Segmentation mask records

..........

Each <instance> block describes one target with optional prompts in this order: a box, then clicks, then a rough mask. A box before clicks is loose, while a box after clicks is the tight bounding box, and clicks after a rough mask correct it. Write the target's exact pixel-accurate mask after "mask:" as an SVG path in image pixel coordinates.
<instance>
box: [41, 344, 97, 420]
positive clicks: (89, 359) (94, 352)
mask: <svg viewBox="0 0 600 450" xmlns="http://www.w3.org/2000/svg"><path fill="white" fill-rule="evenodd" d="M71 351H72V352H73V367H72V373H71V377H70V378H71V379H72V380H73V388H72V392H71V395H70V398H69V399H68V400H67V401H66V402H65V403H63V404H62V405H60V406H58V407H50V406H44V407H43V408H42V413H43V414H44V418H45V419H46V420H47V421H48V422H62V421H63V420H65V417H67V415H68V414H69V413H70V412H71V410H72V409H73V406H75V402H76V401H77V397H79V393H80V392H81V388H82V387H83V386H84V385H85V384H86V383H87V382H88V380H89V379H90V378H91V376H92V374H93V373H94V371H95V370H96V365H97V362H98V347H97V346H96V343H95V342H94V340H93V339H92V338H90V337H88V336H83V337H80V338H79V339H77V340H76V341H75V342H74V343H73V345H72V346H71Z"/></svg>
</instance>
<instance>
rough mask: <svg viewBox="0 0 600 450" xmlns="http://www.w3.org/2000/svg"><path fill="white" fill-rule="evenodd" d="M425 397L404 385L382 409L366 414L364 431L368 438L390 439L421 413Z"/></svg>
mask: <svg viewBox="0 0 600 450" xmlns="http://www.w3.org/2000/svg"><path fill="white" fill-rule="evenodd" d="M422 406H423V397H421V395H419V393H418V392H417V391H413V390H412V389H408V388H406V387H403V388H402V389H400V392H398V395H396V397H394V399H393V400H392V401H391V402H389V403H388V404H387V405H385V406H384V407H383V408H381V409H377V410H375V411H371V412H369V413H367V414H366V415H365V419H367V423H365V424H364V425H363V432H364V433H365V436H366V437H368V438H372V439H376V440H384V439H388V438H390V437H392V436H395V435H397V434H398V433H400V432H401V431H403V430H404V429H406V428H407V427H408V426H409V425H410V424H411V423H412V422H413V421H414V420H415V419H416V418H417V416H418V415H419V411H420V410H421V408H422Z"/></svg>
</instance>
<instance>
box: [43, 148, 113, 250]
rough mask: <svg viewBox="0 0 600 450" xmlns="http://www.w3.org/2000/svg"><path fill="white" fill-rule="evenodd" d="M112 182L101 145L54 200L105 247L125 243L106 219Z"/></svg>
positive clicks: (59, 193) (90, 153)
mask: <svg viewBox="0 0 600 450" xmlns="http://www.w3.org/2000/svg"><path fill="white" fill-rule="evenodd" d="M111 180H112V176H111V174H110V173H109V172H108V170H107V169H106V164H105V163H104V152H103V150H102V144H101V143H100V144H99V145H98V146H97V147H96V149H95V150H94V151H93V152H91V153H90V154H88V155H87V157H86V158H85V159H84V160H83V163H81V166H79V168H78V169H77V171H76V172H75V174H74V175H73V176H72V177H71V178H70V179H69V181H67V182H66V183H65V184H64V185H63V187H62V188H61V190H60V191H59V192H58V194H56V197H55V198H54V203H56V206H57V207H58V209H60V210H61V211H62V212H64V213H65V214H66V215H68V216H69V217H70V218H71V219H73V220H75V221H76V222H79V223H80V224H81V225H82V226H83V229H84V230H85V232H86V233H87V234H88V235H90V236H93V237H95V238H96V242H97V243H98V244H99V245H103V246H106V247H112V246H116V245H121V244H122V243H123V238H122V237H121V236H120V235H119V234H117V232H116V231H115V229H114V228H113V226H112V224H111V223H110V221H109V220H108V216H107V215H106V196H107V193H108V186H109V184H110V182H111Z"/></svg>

..........

• _ABOUT THIS TASK_: Could you rewrite the records from the very start through the line containing "positive clicks: (89, 359) (94, 352)", both ends included, as a Markdown table with columns Row and Line, leaving out any blank lines?

• _RESPONSE TO THE TASK_:
| Row | Line |
|---|---|
| 1 | Each <instance> block describes one target with optional prompts in this order: a box, then clicks, then a rough mask. A box before clicks is loose, while a box after clicks is the tight bounding box, and clicks after a rough mask correct it. Write the target's exact pixel-accurate mask after "mask:" as an SVG path in image pixel coordinates. |
| 2 | <instance> |
| 3 | box: [41, 344, 97, 420] |
| 4 | positive clicks: (89, 359) (94, 352) |